*Exercise brief:* Retype the entries below word for word, leaving out the pictures.

*Records for the task:*
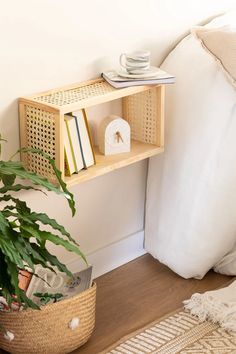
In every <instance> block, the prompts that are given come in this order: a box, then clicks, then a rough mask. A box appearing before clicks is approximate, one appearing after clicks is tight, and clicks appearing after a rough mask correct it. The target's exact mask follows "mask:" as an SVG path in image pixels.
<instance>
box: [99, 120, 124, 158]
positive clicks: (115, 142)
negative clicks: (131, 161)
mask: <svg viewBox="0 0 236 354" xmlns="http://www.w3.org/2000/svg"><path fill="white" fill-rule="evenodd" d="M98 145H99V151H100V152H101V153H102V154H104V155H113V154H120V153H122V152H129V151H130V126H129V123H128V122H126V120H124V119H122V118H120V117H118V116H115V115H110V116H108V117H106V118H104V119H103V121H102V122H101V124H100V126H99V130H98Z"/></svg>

*Answer box:*
In every <instance> block, the prompts that are given come in this order: a box, then clicks, then a rough mask. A box appearing before clicks is approximate, one appearing after clicks is tight, and clicks appearing after a rough mask correct it. The target's exact mask follows "mask:" as an SVG path in image pixels.
<instance>
box: [99, 120, 124, 158]
positive clicks: (115, 142)
negative clicks: (131, 161)
mask: <svg viewBox="0 0 236 354" xmlns="http://www.w3.org/2000/svg"><path fill="white" fill-rule="evenodd" d="M98 145H99V151H100V152H101V153H102V154H104V155H113V154H120V153H122V152H129V151H130V126H129V123H128V122H126V120H124V119H122V118H120V117H118V116H115V115H110V116H108V117H106V118H104V119H103V121H102V122H101V124H100V126H99V130H98Z"/></svg>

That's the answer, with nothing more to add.